**DOCUMENT TEXT**:
#####
What is Time?

'by whom also he made the worlds' (Hebrews 1:2)

What is Time?

The concept of time is notoriously difficult to define. Albert Einstein wrote: ‘time has no independent existence apart from the order of events by which we measure it.’ The HarperCollins dictionary defines time as ‘the continuous passage of existence in which events pass from a state of potentiality in the future, through the present, to a state of finality in the past’.

However, these attempts to encapsulate the essence of time are offered from an earth-bound perspective. They suggest that time is merely a collection of events. The Bible presents a different view.

The inspired writer of the epistle to Hebrew Christians teaches that time was brought into existence by God through the agency of His Son. The word translated 'worlds' (Hebrews 1:2) in the King James Version does not refer to the material creation. It would be better rendered 'ages'. This indicates that time is a stage, created by God, upon which events have been played out, rather than a dimension formed by its events. 

Though time is a spatial dimension, it is as much a part of God’s creation as is the physical universe.

Just as He governs the material realm, so our God is in control of the duration and passage of time.

It was the intention of the Creator that man would eventually discover He had incorporated within creation the means to measure what he came to describe as time. With the creation of ‘lights in the firmament of heaven’ God discreetly hid the capacity these elements had for plotting 'seasons . . . days and years’ (Genesis 1:14). The sun and moon did not find themselves in their precise location in space, enabling them to be celestial time-pieces, by some happy outcome of a big bang! Rather, God positioned them with a precision that could not possibly have been the result of chance.

It was God’s intention that this medium of time be discovered, understood and used by mankind not simply to plan and catalogue their own experiences but also to appreciate God’s ultimate purpose.
#####
**EXERCISE DATA**:
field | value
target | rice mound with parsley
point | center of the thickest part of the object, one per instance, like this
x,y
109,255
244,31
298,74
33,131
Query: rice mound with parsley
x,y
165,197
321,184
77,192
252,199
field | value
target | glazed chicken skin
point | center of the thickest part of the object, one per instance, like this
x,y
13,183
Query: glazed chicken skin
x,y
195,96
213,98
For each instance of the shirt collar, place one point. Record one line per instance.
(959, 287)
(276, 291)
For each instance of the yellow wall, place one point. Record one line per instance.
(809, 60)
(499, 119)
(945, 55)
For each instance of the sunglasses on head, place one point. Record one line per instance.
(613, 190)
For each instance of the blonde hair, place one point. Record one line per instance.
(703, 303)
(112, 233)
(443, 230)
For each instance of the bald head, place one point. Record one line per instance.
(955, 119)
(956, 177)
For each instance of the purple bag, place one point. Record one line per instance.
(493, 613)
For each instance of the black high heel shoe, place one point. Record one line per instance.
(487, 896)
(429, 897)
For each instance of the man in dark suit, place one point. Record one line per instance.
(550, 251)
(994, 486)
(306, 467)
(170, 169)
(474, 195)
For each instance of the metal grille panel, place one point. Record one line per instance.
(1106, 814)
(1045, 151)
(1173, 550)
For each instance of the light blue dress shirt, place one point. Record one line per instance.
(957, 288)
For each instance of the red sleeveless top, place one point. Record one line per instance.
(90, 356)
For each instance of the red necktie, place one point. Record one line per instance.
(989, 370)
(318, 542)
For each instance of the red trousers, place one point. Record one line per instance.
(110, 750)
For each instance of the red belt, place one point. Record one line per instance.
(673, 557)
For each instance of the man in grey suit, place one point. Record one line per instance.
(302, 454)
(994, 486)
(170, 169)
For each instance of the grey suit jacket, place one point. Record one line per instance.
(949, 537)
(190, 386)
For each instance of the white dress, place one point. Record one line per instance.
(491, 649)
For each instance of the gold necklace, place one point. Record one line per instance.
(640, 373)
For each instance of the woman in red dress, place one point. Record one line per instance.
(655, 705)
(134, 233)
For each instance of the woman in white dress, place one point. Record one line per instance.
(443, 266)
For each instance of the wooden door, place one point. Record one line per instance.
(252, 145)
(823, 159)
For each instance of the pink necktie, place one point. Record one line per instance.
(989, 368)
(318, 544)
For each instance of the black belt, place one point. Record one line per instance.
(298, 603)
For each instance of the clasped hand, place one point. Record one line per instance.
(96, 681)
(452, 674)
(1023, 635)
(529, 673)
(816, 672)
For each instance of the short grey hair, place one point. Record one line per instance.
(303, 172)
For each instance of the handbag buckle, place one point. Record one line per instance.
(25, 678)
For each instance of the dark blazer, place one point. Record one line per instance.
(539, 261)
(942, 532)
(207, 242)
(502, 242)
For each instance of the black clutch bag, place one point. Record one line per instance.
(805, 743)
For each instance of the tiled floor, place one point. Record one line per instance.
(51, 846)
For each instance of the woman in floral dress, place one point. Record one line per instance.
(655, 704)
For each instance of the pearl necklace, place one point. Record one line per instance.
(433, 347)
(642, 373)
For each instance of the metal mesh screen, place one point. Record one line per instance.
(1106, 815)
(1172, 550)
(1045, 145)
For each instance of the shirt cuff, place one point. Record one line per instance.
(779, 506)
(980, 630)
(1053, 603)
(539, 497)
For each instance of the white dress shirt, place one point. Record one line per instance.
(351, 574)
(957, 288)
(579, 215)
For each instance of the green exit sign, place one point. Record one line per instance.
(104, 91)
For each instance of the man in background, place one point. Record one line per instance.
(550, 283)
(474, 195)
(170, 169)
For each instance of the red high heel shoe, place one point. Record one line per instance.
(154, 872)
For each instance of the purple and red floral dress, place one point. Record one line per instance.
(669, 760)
#####
**EXERCISES TO COMPLETE**:
[1] Answer these questions from the article on time.
(a) Which dictionary's definition of time does the article quote?
(b) What word does the article say would better render 'worlds' in Hebrews 1:2?
(c) Which Bible verse does the article cite for the phrase 'seasons . . . days and years'?
[2] Reproduce the article on time from "The concept of" up to and including "a different view.".
[3] List every measure of time named in the phrase the article on time quotes from Genesis 1:14.
The records are separate material, unrelated to the article on time.

**ANSWERS**:
[1]
(a) The HarperCollins dictionary
(b) 'ages'
(c) Genesis 1:14

[2]
The concept of time is notoriously difficult to define. Albert Einstein wrote: ‘time has no independent existence apart from the order of events by which we measure it.’ The HarperCollins dictionary defines time as ‘the continuous passage of existence in which events pass from a state of potentiality in the future, through the present, to a state of finality in the past’.

However, these attempts to encapsulate the essence of time are offered from an earth-bound perspective. They suggest that time is merely a collection of events. The Bible presents a different view.

[3] seasons, days, years